# READING PASSAGE
AVG developed a massive memory leak on my system, driving my 4GB or RAM up to 100% usage. Try uninstalling AVG and see if that cures the problem.

If it does, replace it with MSE: http://www.microsoft.com/security_essentials

AVG removal tools: AVG - Download tools


----------



## Lead3 (Jun 14, 2006)

I have 8 GB of RAM installed and my physical memory is always at or above 30% even when I am only surfing. This is normal. I want the system to use more of the memory if possible, or else I wouldn't have bought it.

Windows 7 is designed to preload things into memory based of it's experience so that as you chooes to run frequently used applications, they are already in RAM and take less time to load (called prefetch).
If Windows needs to give up some of that preloaded RAM for a new application that uses more RAM, then it will.

I have 111 processes running
Windows 7 x64.


----------



## LMiller7 (Jun 21, 2010)

How about a screenshot of Task Manager - performance tab and processes tab showing those processes with the highest memory sage. This way we can avoid a great deal of speculation. A picture is worth a thousand words.


----------



## jcgriff2 (Sep 30, 2007)

Skie333 said:


> I'v
> My computer always seems to be running about 50 processes, which is quite high....


50 is fine. # of procs varies.

# PROVIDED DATA
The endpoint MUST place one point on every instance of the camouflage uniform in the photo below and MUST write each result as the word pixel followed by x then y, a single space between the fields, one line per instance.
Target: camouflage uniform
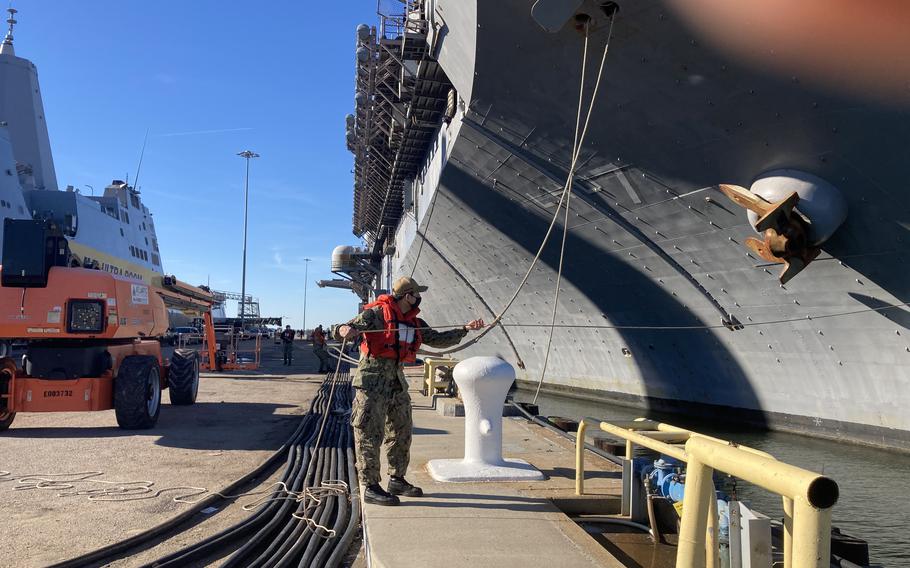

# TASKS
A - Quote the memory-usage thread verbatim, starting at "If it does, replace" and ending at "load (called prefetch).".
B - In the memory-usage thread, what is the name for Windows 7 preloading frequently used applications into memory?

# ANSWERS TO THE PROBLEMS
A -
If it does, replace it with MSE: http://www.microsoft.com/security_essentials

AVG removal tools: AVG - Download tools


----------



## Lead3 (Jun 14, 2006)

I have 8 GB of RAM installed and my physical memory is always at or above 30% even when I am only surfing. This is normal. I want the system to use more of the memory if possible, or else I wouldn't have bought it.

Windows 7 is designed to preload things into memory based of it's experience so that as you chooes to run frequently used applications, they are already in RAM and take less time to load (called prefetch).

B - Prefetch.